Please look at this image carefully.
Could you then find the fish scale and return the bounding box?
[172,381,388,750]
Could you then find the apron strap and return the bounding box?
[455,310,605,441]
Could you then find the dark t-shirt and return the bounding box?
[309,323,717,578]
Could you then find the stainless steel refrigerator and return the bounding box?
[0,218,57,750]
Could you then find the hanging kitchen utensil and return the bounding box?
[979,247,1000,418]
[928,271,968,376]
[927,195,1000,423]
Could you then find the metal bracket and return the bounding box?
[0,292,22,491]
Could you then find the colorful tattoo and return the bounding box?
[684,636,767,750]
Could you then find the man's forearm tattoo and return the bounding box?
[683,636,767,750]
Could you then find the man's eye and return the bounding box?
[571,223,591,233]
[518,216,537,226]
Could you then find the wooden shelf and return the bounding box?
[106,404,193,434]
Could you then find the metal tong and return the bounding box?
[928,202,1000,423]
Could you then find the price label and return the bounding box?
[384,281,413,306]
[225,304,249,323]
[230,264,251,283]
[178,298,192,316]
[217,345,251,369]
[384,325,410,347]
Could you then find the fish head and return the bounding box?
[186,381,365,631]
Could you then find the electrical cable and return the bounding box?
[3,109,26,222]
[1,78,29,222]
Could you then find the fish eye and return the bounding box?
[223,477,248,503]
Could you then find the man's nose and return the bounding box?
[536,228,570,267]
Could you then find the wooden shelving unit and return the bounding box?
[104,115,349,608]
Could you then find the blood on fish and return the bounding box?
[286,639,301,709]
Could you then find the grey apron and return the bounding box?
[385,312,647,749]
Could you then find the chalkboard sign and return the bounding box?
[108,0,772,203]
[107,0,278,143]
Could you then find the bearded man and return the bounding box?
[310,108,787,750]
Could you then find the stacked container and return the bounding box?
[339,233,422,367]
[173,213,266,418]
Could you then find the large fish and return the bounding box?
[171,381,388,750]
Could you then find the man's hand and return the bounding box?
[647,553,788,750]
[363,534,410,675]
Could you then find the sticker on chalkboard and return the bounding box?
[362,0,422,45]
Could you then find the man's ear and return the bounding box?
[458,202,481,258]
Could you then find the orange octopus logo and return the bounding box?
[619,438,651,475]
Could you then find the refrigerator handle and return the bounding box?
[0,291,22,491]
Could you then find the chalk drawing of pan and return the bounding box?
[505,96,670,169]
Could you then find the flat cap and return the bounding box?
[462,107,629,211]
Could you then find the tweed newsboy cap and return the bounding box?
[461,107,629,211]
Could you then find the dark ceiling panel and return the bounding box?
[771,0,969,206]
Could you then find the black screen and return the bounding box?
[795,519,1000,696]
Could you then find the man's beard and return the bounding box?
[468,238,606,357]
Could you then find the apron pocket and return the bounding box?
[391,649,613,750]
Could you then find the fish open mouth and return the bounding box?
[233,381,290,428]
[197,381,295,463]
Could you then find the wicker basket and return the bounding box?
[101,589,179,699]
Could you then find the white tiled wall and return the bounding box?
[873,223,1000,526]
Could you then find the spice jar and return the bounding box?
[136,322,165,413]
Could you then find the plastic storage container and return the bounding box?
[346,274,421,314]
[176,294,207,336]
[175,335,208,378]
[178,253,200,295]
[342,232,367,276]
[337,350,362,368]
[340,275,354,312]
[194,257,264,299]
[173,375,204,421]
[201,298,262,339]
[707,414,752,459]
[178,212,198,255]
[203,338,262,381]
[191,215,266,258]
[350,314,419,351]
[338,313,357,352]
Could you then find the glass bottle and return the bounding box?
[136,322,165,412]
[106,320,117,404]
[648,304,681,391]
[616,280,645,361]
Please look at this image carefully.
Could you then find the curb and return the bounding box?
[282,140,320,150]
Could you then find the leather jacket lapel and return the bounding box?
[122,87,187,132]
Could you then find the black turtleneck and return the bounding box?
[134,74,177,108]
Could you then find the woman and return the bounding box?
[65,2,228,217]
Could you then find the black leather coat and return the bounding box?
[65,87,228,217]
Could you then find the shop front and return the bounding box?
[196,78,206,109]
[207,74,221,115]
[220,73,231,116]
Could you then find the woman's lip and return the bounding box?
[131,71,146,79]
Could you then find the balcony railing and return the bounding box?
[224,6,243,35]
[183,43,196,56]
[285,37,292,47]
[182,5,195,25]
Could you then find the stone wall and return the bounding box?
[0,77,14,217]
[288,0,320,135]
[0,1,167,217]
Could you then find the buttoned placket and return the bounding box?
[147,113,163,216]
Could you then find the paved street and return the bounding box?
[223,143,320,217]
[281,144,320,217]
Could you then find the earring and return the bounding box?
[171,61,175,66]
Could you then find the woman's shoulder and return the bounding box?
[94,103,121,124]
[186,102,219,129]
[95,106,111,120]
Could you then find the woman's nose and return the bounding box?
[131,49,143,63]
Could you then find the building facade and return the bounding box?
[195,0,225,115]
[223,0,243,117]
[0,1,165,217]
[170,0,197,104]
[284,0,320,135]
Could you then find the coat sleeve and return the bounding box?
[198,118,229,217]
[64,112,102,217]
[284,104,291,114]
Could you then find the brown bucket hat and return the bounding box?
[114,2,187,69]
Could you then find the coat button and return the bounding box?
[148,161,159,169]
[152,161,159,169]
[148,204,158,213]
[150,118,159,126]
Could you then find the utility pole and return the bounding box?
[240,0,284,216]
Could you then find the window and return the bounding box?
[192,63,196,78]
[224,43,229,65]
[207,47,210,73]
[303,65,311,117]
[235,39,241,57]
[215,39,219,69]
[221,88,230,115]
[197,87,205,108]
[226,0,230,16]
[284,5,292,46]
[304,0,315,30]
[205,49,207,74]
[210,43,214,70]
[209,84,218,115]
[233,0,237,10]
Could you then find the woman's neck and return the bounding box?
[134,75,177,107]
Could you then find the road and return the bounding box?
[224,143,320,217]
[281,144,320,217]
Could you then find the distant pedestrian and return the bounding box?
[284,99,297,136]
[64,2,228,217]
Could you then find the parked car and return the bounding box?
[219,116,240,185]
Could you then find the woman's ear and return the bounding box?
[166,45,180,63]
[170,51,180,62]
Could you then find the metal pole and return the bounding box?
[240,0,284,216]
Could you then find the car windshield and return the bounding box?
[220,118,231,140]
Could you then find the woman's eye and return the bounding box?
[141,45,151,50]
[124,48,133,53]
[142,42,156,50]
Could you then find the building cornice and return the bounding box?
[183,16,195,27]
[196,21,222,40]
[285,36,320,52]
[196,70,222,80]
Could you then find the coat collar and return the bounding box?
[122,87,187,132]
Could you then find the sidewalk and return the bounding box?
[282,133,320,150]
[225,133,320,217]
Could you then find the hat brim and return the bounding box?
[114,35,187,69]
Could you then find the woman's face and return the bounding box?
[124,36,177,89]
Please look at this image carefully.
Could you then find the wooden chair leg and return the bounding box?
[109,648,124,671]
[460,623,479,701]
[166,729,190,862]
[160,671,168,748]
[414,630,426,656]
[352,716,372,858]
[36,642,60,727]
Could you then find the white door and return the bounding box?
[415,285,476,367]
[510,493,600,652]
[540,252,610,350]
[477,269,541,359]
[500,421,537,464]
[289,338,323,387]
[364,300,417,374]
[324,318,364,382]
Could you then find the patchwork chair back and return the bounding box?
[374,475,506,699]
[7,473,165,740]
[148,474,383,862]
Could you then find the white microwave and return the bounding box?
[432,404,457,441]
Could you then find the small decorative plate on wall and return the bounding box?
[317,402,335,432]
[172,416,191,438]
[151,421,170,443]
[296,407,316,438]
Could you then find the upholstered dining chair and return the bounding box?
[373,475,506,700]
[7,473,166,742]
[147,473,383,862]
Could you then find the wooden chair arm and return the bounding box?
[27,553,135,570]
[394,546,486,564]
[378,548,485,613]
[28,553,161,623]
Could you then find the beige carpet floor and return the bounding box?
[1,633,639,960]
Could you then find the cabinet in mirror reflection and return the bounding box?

** Description of the task **
Print the data in full, with each line exactly as given.

** Problem solution **
Please look at this image carefully.
Could you then find the fish scale and return the bounding box?
[172,381,388,750]
Could you then find the apron strap and return the bounding box?
[455,310,605,441]
Could you then find the dark t-shirt and return the bounding box?
[309,323,717,578]
Could you then find the stainless steel refrigerator and return the bounding box?
[0,218,57,750]
Could you then find the hanging kitchen utensil and return the bounding box?
[979,247,1000,418]
[928,271,968,376]
[927,195,1000,423]
Could you then find the metal bracket and return the bounding box?
[0,292,22,491]
Could you then find the colorful tattoo and return the bounding box?
[684,636,767,750]
Could you then find the man's forearm tattoo and return the bounding box?
[683,636,767,750]
Could you then find the man's eye and return the bounding box?
[571,223,591,233]
[518,216,537,226]
Could you then find the wooden shelf and return the bounding box?
[106,404,193,434]
Could you then find the metal tong and return the bounding box?
[928,202,1000,423]
Could you then find the price label and return the bounding box?
[384,281,413,306]
[225,304,249,323]
[230,264,251,283]
[178,298,192,316]
[217,345,251,369]
[384,325,410,347]
Could you then find the fish head and return the bounding box?
[186,381,365,631]
Could you then find the electrical cable and return the bounding box?
[3,109,26,222]
[1,78,29,222]
Could you then find the fish eye and return the bounding box?
[223,477,248,503]
Could you then find the man's nose and return the bounding box?
[536,228,570,267]
Could you then find the wooden shelving unit and return the bounding box?
[104,115,349,608]
Could you then find the blood on fish and return the bounding box?
[286,639,301,709]
Could you then find the grey apron and return the bounding box?
[385,312,647,749]
Could you then find the chalkboard sign and return the bounding box?
[108,0,772,203]
[107,0,278,143]
Could you then find the bearded man and return the bounding box?
[310,108,787,750]
Could you then find the stacked container and return the bounding box?
[339,233,422,367]
[173,213,266,418]
Could you then find the large fish and return the bounding box?
[171,381,388,750]
Could you then find the man's hand and return the bounding box?
[647,553,788,750]
[363,534,410,675]
Could you then find the sticker on chalkboard and return the bounding box?
[362,0,422,45]
Could you then find the man's ear and return the bounding box?
[458,202,481,258]
Could you then find the orange octopus logo and return the bounding box?
[619,438,651,475]
Could you then find the refrigerator handle and return the bounding box?
[0,291,22,491]
Could you then find the chalk drawing of pan and return the bounding box?
[505,96,670,169]
Could you then find the flat cap and return the bounding box?
[462,107,629,211]
Could you then find the tweed newsboy cap and return the bounding box?
[461,107,629,211]
Could you then find the dark ceiling panel and return the bounding box?
[771,0,969,206]
Could you then find the black screen and return the bounding box?
[795,519,1000,696]
Could you then find the man's beard and return the bounding box?
[468,238,606,357]
Could you then find the apron pocket and return the bounding box?
[391,649,613,750]
Could you then find the fish open mouth and return the bounding box?
[233,381,290,428]
[197,381,295,463]
Could you then find the wicker basket and return the bounding box?
[101,589,179,699]
Could you then find the white tiled wall and return the bounding box?
[873,223,1000,526]
Could you then find the spice jar and return the bounding box?
[136,322,165,413]
Could you then find the plastic storage container and return the bounding box?
[346,274,421,314]
[176,294,207,336]
[175,335,208,378]
[178,253,200,295]
[342,232,367,276]
[337,350,362,368]
[340,275,354,312]
[194,257,264,299]
[173,375,204,421]
[201,298,262,339]
[707,414,752,459]
[178,212,198,255]
[203,338,262,381]
[191,215,266,258]
[350,314,419,351]
[338,313,357,352]
Could you then find the glass bottle and return the bounding box?
[136,322,165,412]
[106,320,117,404]
[648,304,681,391]
[616,280,645,361]
Please look at this image carefully.
Could you then find the curb and return the bounding box?
[282,140,320,150]
Could you then find the leather jacket lapel and return the bounding box?
[122,87,187,132]
Could you then find the black turtleneck and return the bounding box?
[134,74,177,108]
Could you then find the woman and return the bounding box?
[65,2,228,217]
Could you then find the black leather coat and return the bounding box?
[65,87,228,217]
Could you then find the shop front and return the bounding box?
[196,78,206,109]
[207,74,221,115]
[220,73,231,116]
Could you then find the woman's lip and return the bounding box?
[131,71,146,79]
Could you then find the balcony railing and return the bounding box?
[224,6,243,35]
[183,43,196,56]
[285,37,292,47]
[182,5,195,25]
Could you then find the stone wall and return the bounding box?
[0,77,14,217]
[288,0,320,135]
[0,1,167,217]
Could you then find the buttoned placket and return the bounding box?
[147,113,163,216]
Could you then find the paved street and return the bounding box?
[223,143,320,217]
[281,144,320,217]
Could you then find the earring and return the bounding box?
[171,61,175,66]
Could you then find the woman's shoulder and return the bounding box?
[94,103,121,124]
[186,102,219,129]
[95,106,111,120]
Could you then find the woman's nose and return the bounding box?
[131,49,143,63]
Could you then find the building facade and return the bounding box?
[195,0,225,115]
[223,0,243,117]
[0,1,165,217]
[170,0,197,104]
[284,0,320,135]
Could you then find the coat sleeve and return the bounding box?
[198,118,229,217]
[64,112,102,217]
[284,104,291,114]
Could you then find the brown bucket hat and return the bounding box?
[114,2,187,69]
Could you then find the coat button and return the bounding box?
[148,161,159,169]
[152,161,159,169]
[148,204,158,213]
[150,118,159,126]
Could you then find the utility pole and return the bounding box?
[240,0,284,216]
Could you then find the window and return the bounding box?
[192,63,196,78]
[224,43,229,65]
[207,47,210,73]
[303,65,311,117]
[235,39,241,57]
[215,39,219,69]
[221,88,230,115]
[197,87,205,108]
[226,0,230,16]
[284,5,292,46]
[304,0,315,30]
[205,49,207,74]
[210,43,214,70]
[209,84,218,115]
[233,0,237,10]
Could you then find the woman's neck and return the bounding box?
[134,75,177,107]
Could you then find the road and return the bounding box?
[224,143,320,217]
[281,144,320,217]
Could you then find the distant pedestrian and return the bounding box?
[284,99,297,136]
[64,2,228,217]
Could you then find the parked car and return the bounding box?
[219,116,240,185]
Could you then find the woman's ear and return the bounding box?
[166,45,180,63]
[170,51,180,62]
Could you then find the metal pole and return the bounding box?
[240,0,284,216]
Could you then find the car windshield and return the bounding box?
[220,118,231,140]
Could you then find the woman's eye and return the bounding box?
[141,45,151,50]
[124,48,133,53]
[142,42,156,50]
Could you then find the building cornice and return the bounding box?
[183,16,195,27]
[196,21,222,40]
[285,36,320,52]
[196,70,222,80]
Could you then find the coat collar and return the bounding box?
[122,87,187,132]
Could you then find the sidewalk and return the bounding box?
[282,133,320,150]
[225,133,320,217]
Could you then find the hat brim and return the bounding box?
[114,35,187,69]
Could you then find the woman's face and return the bounding box?
[124,36,177,89]
Please look at this image carefully.
Could you then find the wooden chair leg and return the bounding box?
[109,648,124,671]
[460,623,479,701]
[166,729,190,862]
[160,671,168,748]
[414,630,426,656]
[352,716,372,858]
[36,642,60,727]
Could you then find the white door and return the bounding box?
[415,285,476,367]
[510,493,600,652]
[540,252,610,350]
[477,269,541,359]
[500,421,537,464]
[289,338,323,387]
[364,300,417,374]
[324,318,364,382]
Could you then find the patchwork chair back and return the bounding box?
[374,475,506,699]
[7,473,165,740]
[148,474,383,862]
Could you then find the white microwave and return the bounding box?
[432,404,457,441]
Could you then find the small decorative plate on wall and return the bounding box?
[317,402,335,432]
[172,416,191,438]
[151,421,170,443]
[296,407,316,438]
Could you then find the upholstered dining chair and return the bounding box?
[373,475,506,700]
[7,473,166,742]
[147,473,383,862]
Could you then find the wooden chair arm and return the bounding box?
[27,553,135,570]
[394,546,486,564]
[378,548,485,613]
[28,553,161,623]
Could you then find the beige carpet floor and return the bounding box?
[1,633,639,960]
Could you then find the cabinet in mirror reflection and return the bounding box?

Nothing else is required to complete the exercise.